# Movie Review with NLTK (Bag of Words Feature)

**Top-N words feature**
+ The top-N words feature is also a bag-of-words feature.
+ But in the top-N feature, only used the top 2000 words in the feature set.
+ Combined the positive and negative reviews into a single list, randomized the list, and then separated the train and test set.
+ This approach can result in the uneven distribution of positive and negative reviews across the train and test set.

**Bag-of-words feature**
+ Use all the useful words of each review while creating the feature set.
+ Take a fixed number of positive and negative reviews for train and test set.
+ This result in equal distribution of positive and negative reviews across train and test set.

## Import movie reviews data

In [16]:
from nltk.corpus import movie_reviews 

In [17]:
pos_reviews = []

for fileid in movie_reviews.fileids('pos'):
    words = movie_reviews.words(fileid)
    pos_reviews.append(words)
    
print(pos_reviews[0])

['films', 'adapted', 'from', 'comic', 'books', 'have', ...]


In [18]:
neg_reviews = []

for fileid in movie_reviews.fileids('neg'):
    words = movie_reviews.words(fileid)

Saved data entries:
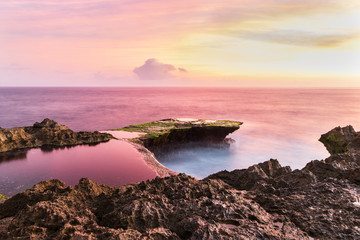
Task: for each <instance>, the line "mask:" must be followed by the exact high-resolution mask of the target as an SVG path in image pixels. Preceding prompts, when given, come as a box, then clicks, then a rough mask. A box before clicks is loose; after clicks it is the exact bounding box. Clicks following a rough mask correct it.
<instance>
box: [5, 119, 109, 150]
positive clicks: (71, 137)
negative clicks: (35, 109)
mask: <svg viewBox="0 0 360 240" xmlns="http://www.w3.org/2000/svg"><path fill="white" fill-rule="evenodd" d="M112 138H113V136H111V135H110V134H107V133H100V132H74V131H72V130H71V129H70V128H68V127H66V126H64V125H61V124H59V123H57V122H55V121H53V120H50V119H48V118H46V119H44V120H43V121H42V122H40V123H39V122H36V123H35V124H34V125H33V126H30V127H15V128H7V129H3V128H0V152H8V151H16V150H20V149H27V148H36V147H65V146H74V145H80V144H95V143H99V142H106V141H109V140H110V139H112Z"/></svg>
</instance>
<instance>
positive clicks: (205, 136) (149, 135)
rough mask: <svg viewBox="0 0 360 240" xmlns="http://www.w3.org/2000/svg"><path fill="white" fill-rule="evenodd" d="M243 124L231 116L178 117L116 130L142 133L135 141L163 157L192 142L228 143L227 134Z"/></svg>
mask: <svg viewBox="0 0 360 240" xmlns="http://www.w3.org/2000/svg"><path fill="white" fill-rule="evenodd" d="M241 124H242V122H238V121H230V120H204V119H181V118H177V119H163V120H160V121H155V122H148V123H142V124H136V125H130V126H127V127H124V128H120V129H116V130H122V131H130V132H139V133H142V135H141V136H140V137H137V138H134V139H132V141H133V142H135V143H140V144H141V145H143V146H144V147H146V148H147V149H149V150H150V151H151V152H153V153H154V154H155V156H157V157H159V156H160V155H161V154H163V153H166V152H168V151H172V150H174V149H176V148H177V147H183V145H184V144H189V143H191V144H194V143H195V144H197V145H199V144H201V145H214V144H217V145H222V146H228V145H229V144H228V141H227V139H226V136H227V135H229V134H230V133H232V132H234V131H236V130H238V129H239V128H240V125H241Z"/></svg>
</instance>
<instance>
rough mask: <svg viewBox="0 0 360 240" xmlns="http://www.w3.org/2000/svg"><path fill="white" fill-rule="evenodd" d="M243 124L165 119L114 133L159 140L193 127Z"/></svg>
mask: <svg viewBox="0 0 360 240" xmlns="http://www.w3.org/2000/svg"><path fill="white" fill-rule="evenodd" d="M241 124H242V122H237V121H231V120H204V119H194V120H188V121H187V120H181V119H164V120H160V121H154V122H147V123H140V124H134V125H130V126H127V127H123V128H118V129H113V130H114V131H127V132H140V133H145V135H143V137H145V138H148V139H153V140H155V139H158V138H159V137H160V136H163V135H165V134H169V133H170V131H171V130H173V129H189V128H192V127H217V126H218V127H230V128H239V127H240V125H241Z"/></svg>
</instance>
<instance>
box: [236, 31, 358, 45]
mask: <svg viewBox="0 0 360 240" xmlns="http://www.w3.org/2000/svg"><path fill="white" fill-rule="evenodd" d="M230 35H232V36H235V37H239V38H244V39H250V40H257V41H263V42H271V43H278V44H286V45H296V46H305V47H334V46H337V45H340V44H342V43H344V42H347V41H349V40H351V39H354V38H356V37H358V35H359V34H357V33H346V34H344V33H324V34H319V33H314V32H307V31H293V30H271V31H239V32H232V33H230Z"/></svg>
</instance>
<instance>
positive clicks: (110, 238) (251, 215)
mask: <svg viewBox="0 0 360 240" xmlns="http://www.w3.org/2000/svg"><path fill="white" fill-rule="evenodd" d="M165 135H166V134H165ZM359 139H360V133H359V132H355V131H354V129H353V128H352V127H351V126H347V127H344V128H340V127H338V128H335V129H333V130H331V131H330V132H328V133H326V134H324V135H322V136H321V138H320V141H322V142H323V143H324V145H325V146H326V148H327V149H328V151H329V152H330V154H331V156H330V157H329V158H327V159H325V160H320V161H319V160H314V161H311V162H309V163H308V164H307V165H306V166H305V167H304V168H303V169H301V170H294V171H292V170H291V169H290V167H282V166H281V165H280V164H279V162H278V161H277V160H275V159H271V160H269V161H266V162H264V163H260V164H257V165H254V166H251V167H249V168H248V169H243V170H234V171H231V172H228V171H222V172H218V173H215V174H212V175H210V176H209V177H207V178H205V179H203V180H196V179H194V178H193V177H191V176H188V175H185V174H179V175H173V176H169V177H165V178H156V179H154V180H152V181H145V182H141V183H134V184H130V185H125V186H121V187H109V186H106V185H99V184H96V183H94V182H92V181H91V180H89V179H86V178H84V179H81V180H80V182H79V184H78V185H76V186H75V187H71V186H66V185H65V184H64V183H63V182H61V181H59V180H49V181H44V182H41V183H39V184H37V185H35V186H34V187H33V188H32V189H29V190H27V191H25V192H23V193H19V194H17V195H15V196H14V197H12V198H10V199H8V200H6V201H5V202H4V203H3V204H1V205H0V238H1V239H16V238H18V239H360V203H359V202H360V199H359V198H360V187H359V185H360V144H359V142H360V141H359Z"/></svg>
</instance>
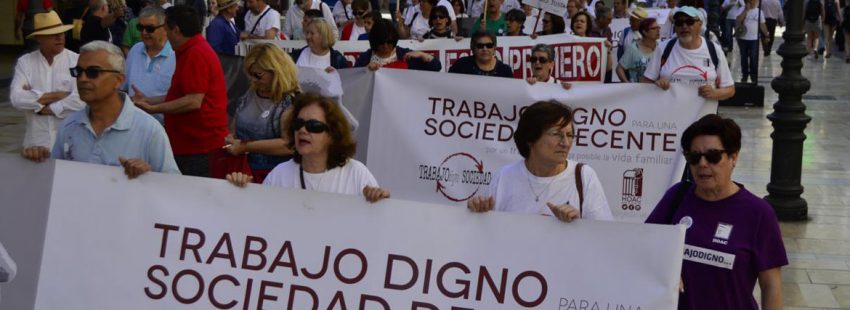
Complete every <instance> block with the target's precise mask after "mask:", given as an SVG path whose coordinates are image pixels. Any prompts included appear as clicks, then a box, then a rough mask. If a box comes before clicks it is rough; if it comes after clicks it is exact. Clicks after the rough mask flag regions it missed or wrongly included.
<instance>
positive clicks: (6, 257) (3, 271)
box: [0, 243, 18, 283]
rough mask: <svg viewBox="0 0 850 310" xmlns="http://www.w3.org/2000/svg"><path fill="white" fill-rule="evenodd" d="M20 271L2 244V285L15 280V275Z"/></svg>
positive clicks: (0, 261) (5, 248)
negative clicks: (12, 280) (13, 280)
mask: <svg viewBox="0 0 850 310" xmlns="http://www.w3.org/2000/svg"><path fill="white" fill-rule="evenodd" d="M17 271H18V266H17V265H15V261H13V260H12V257H10V256H9V253H7V252H6V248H4V247H3V244H2V243H0V283H9V282H12V280H13V279H15V273H17Z"/></svg>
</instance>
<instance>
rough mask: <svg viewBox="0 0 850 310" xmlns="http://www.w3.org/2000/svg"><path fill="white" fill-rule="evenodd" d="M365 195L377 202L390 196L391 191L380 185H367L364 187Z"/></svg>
mask: <svg viewBox="0 0 850 310" xmlns="http://www.w3.org/2000/svg"><path fill="white" fill-rule="evenodd" d="M363 197H366V201H368V202H377V201H378V200H381V199H384V198H390V192H388V191H387V190H385V189H383V188H380V187H377V186H376V187H371V186H368V185H367V186H366V187H364V188H363Z"/></svg>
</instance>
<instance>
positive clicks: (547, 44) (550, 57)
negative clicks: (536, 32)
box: [531, 43, 555, 61]
mask: <svg viewBox="0 0 850 310" xmlns="http://www.w3.org/2000/svg"><path fill="white" fill-rule="evenodd" d="M534 52H544V53H546V57H549V61H554V60H555V50H554V49H553V48H552V47H551V46H549V44H543V43H540V44H537V45H535V46H534V47H532V48H531V54H534Z"/></svg>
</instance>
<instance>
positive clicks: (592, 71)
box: [237, 34, 608, 82]
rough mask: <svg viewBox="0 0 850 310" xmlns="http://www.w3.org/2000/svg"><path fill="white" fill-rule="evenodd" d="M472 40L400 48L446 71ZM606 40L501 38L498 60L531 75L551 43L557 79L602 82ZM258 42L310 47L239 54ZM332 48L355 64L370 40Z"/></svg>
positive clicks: (442, 42) (468, 44) (402, 40)
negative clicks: (254, 47)
mask: <svg viewBox="0 0 850 310" xmlns="http://www.w3.org/2000/svg"><path fill="white" fill-rule="evenodd" d="M469 40H470V39H469V38H467V39H463V40H461V41H455V40H454V39H432V40H424V41H422V42H419V41H416V40H402V41H399V42H398V46H400V47H404V48H409V49H412V50H417V51H423V52H426V53H429V54H431V55H434V57H437V59H439V60H440V63H441V64H442V65H443V71H448V70H449V67H451V65H452V64H454V62H455V61H456V60H457V59H458V58H461V57H463V56H469V55H471V51H470V49H469ZM603 41H604V39H600V38H581V37H576V36H573V35H568V34H559V35H547V36H540V37H538V38H537V39H536V40H535V39H531V38H530V37H499V39H498V47H497V48H496V57H497V58H498V59H500V60H501V61H502V62H504V63H506V64H508V65H509V66H511V68H513V70H514V77H517V78H523V79H524V78H526V77H529V76H531V64H530V63H529V62H528V57H529V56H531V48H532V47H534V45H536V44H539V43H544V44H549V45H551V46H552V47H553V48H554V49H555V70H554V72H553V73H552V74H553V76H554V77H555V78H558V79H561V80H564V81H580V82H601V81H603V80H604V77H605V68H606V64H607V61H608V60H607V57H605V55H607V54H606V53H607V52H606V48H605V44H603ZM257 43H273V44H276V45H278V46H280V47H281V48H282V49H284V50H285V51H287V52H290V51H292V50H293V49H300V48H302V47H304V46H306V45H307V43H305V41H300V40H284V41H281V40H268V41H265V40H260V41H247V42H242V43H239V45H237V54H239V55H245V54H247V52H248V50H249V49H250V47H251V46H252V45H254V44H257ZM333 48H334V49H335V50H337V51H339V52H341V53H342V54H343V55H345V57H346V58H347V59H348V61H349V62H351V64H352V65H353V64H354V62H355V61H356V60H357V56H359V55H360V54H361V53H363V52H365V51H366V50H368V49H369V41H338V42H336V44H335V45H334V46H333Z"/></svg>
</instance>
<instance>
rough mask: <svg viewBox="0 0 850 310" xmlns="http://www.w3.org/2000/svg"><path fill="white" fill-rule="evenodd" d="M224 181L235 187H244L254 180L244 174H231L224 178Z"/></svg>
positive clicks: (250, 177) (234, 173)
mask: <svg viewBox="0 0 850 310" xmlns="http://www.w3.org/2000/svg"><path fill="white" fill-rule="evenodd" d="M224 179H225V180H227V181H228V182H230V184H233V185H236V186H238V187H245V186H246V185H248V183H251V180H253V179H254V177H252V176H251V175H249V174H244V173H242V172H231V173H229V174H227V175H226V176H224Z"/></svg>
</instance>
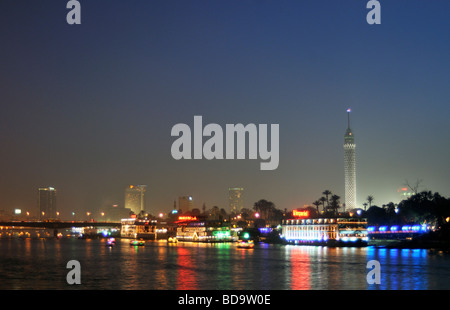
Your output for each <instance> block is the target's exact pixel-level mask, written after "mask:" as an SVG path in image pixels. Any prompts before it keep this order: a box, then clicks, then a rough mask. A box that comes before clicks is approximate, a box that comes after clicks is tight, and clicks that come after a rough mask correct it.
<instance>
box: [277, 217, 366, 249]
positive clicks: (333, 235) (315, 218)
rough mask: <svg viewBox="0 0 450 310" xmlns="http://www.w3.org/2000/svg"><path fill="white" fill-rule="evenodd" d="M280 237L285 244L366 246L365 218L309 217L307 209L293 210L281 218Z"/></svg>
mask: <svg viewBox="0 0 450 310" xmlns="http://www.w3.org/2000/svg"><path fill="white" fill-rule="evenodd" d="M281 227H282V234H281V238H282V239H284V240H285V241H286V243H287V244H297V245H324V246H367V245H368V240H369V238H368V231H367V219H365V218H360V217H331V218H310V214H309V211H308V210H294V211H293V218H292V219H287V220H283V222H282V225H281Z"/></svg>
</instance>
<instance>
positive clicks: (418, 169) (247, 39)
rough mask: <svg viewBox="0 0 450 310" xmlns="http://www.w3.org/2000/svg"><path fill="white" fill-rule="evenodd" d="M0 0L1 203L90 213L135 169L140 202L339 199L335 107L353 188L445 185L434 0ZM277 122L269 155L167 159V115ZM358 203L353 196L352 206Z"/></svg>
mask: <svg viewBox="0 0 450 310" xmlns="http://www.w3.org/2000/svg"><path fill="white" fill-rule="evenodd" d="M66 3H67V1H63V0H59V1H50V0H42V1H25V0H2V1H1V2H0V42H1V43H0V104H1V113H0V143H1V148H0V164H1V171H0V174H1V179H0V182H1V184H0V210H5V211H6V212H10V211H12V210H13V209H14V208H21V209H22V210H31V211H36V210H37V188H39V187H43V186H53V187H55V188H56V189H57V191H58V198H57V203H58V209H59V210H60V212H61V213H62V215H63V216H65V215H67V214H69V213H70V212H72V211H76V212H80V211H91V212H96V211H98V210H101V209H102V208H104V207H106V206H109V205H112V204H119V205H122V206H123V203H124V189H125V187H126V186H127V185H128V184H147V185H148V192H147V209H148V210H149V211H150V212H151V213H157V212H160V211H169V210H171V208H172V207H173V202H174V200H177V198H178V196H181V195H186V194H190V195H192V196H193V197H194V201H195V207H198V208H201V207H202V205H203V203H205V204H206V207H207V208H210V207H212V206H214V205H217V206H219V207H220V208H222V207H223V208H225V209H226V210H228V197H227V193H228V192H227V190H228V188H229V187H243V188H244V189H245V205H246V206H247V207H249V208H250V207H252V205H253V203H254V202H256V201H257V200H259V199H267V200H270V201H272V202H274V203H275V205H276V206H277V208H279V209H284V208H287V209H288V210H289V209H293V208H296V207H301V206H303V205H305V204H311V203H312V202H313V201H314V200H316V199H318V198H319V197H320V196H321V195H322V192H323V191H324V190H325V189H329V190H331V191H332V192H333V193H336V194H337V195H339V196H341V202H344V151H343V143H344V134H345V130H346V128H347V113H346V110H347V108H349V107H350V108H351V109H352V113H351V125H352V126H351V127H352V130H353V133H354V135H355V141H356V158H357V167H356V169H357V202H358V204H360V205H361V204H362V203H363V202H364V201H365V199H366V197H367V196H368V195H373V196H374V198H375V200H374V202H373V204H375V205H379V206H381V205H382V204H385V203H388V202H390V201H393V202H398V200H399V197H398V195H397V189H398V188H399V187H402V186H403V184H404V183H405V180H408V181H409V182H411V183H414V182H415V181H416V180H417V179H422V180H423V181H422V183H421V189H427V190H431V191H433V192H439V193H440V194H441V195H444V196H449V195H450V176H449V175H450V160H449V154H450V122H449V120H450V107H449V104H450V88H449V81H450V57H449V55H450V40H449V33H450V19H449V12H450V2H449V1H447V0H435V1H426V0H420V1H418V0H408V1H406V0H404V1H392V0H390V1H386V0H380V3H381V24H380V25H369V24H368V23H367V22H366V15H367V13H368V12H369V10H368V9H366V3H367V1H365V0H340V1H339V0H333V1H324V0H322V1H312V0H310V1H306V0H305V1H301V0H295V1H294V0H292V1H291V0H281V1H280V0H277V1H269V0H222V1H217V0H196V1H193V0H164V1H162V0H152V1H143V0H142V1H126V0H109V1H86V0H80V3H81V25H68V24H67V23H66V14H67V13H68V12H69V10H68V9H66ZM194 115H201V116H203V123H204V125H206V124H208V123H217V124H219V125H221V126H223V127H225V124H236V123H243V124H248V123H255V124H279V126H280V162H279V167H278V169H276V170H274V171H261V170H260V167H259V165H260V160H259V159H258V160H212V161H208V160H205V159H204V160H179V161H177V160H174V159H173V158H172V156H171V153H170V148H171V144H172V142H173V141H174V140H175V138H174V137H171V134H170V133H171V128H172V127H173V126H174V125H175V124H177V123H186V124H188V125H190V126H191V128H192V126H193V119H194ZM361 206H362V205H361Z"/></svg>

Questions to answer —
1 - In the NLTK movie review page, copy the passage that opens with "## Import movie" and closes with "print(pos_reviews[0])", and replace each occurrence of "pos_reviews" with "positive_reviews".
2 - According to the NLTK movie review page, how many words does the top-N feature use in the feature set?

Solutions —
1 -
## Import movie reviews data

In [16]:
from nltk.corpus import movie_reviews 

In [17]:
positive_reviews = []

for fileid in movie_reviews.fileids('pos'):
    words = movie_reviews.words(fileid)
    positive_reviews.append(words)
    
print(positive_reviews[0])

2 - It uses the top 2000 words.